# OBJECTIVE:
Copy out the data below word for word, keeping every line as it appears.

Dataset excerpt

::::::::::

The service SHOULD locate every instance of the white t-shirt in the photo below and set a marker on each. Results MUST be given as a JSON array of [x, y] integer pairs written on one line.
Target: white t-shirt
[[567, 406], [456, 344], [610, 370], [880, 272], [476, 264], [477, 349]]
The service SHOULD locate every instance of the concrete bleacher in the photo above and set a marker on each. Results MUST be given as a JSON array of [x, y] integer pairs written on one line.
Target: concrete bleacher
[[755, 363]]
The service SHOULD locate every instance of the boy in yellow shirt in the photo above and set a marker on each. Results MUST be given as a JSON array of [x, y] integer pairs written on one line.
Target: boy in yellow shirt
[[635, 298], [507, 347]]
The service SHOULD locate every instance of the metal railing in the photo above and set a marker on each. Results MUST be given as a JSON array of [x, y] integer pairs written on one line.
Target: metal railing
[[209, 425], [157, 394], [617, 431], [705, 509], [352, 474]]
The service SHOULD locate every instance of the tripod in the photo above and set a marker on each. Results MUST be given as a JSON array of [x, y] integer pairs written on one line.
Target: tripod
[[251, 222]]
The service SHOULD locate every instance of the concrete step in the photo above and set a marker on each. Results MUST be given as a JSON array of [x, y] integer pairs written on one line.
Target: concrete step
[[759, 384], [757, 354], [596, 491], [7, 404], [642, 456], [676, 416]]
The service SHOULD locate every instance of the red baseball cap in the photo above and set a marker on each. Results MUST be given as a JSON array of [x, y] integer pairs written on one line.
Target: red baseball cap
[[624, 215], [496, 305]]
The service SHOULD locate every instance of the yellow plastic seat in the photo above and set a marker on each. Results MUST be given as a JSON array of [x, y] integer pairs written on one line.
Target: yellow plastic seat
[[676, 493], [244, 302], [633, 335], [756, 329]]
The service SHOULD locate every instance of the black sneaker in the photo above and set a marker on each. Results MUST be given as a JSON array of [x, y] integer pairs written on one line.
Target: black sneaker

::::::::::

# THE OUTPUT:
The service SHOULD locate every instance of the white t-shirt in the photo below and set a marker on each. Results MUST be given as a JSON array of [x, y] integer pairs written on one line.
Target: white t-shirt
[[567, 406], [456, 344], [610, 370], [880, 272], [476, 264], [477, 349]]
The service SHOULD locate every instance of the concrete bleacher in the photo above and set a marker on each. Results MUST be given as a JSON array of [x, y] integer pairs written on one line.
Target: concrete bleacher
[[755, 363]]
The service SHOULD locate every instance of the boy in yellow shirt in the photo above and set a marker on each. Results MUST be given as a JSON array of [x, y] integer pairs written on one line.
Target: boy in yellow shirt
[[635, 298], [507, 347]]
The service SHOULD locate every instance of the metal railing in the photo above and set a marker on each. Results MUST be given as a JSON array of [x, y] integer pairs written on one line.
Target: metal railing
[[209, 425], [157, 394], [617, 431], [705, 509], [352, 474]]
The service SHOULD locate every instance of the tripod in the photo above and set a marker on each. Results MUST be given as a JSON array of [x, y] integer pairs written on one line.
Target: tripod
[[251, 222]]
The service SHOULD locate every instance of the concrete step in the photo above and set a marker on each. Results MUST be given as a JSON array of [x, y] integer pairs written on one line.
Target: concrete step
[[759, 384], [757, 354], [596, 491], [7, 404], [642, 456], [676, 416]]
The service SHOULD locate every instance of the red baseball cap in the photo above and set a marker on each. Results MUST be given as a JSON array of [x, y] integer pairs written on one line.
Target: red baseball cap
[[624, 215], [496, 305]]
The service SHOULD locate every instance of the yellow plastic seat in the photo above and set a marker on each. Results MUST be given as a JSON array of [x, y] integer pairs written on one line.
Target: yellow plastic seat
[[676, 493], [244, 302], [633, 335], [756, 329]]
The service SHOULD locate every instance of the black sneaker in the photo above and set a marker on each. Results MUST be given as a JSON array of [x, y] integer pairs written on one line.
Target: black sneaker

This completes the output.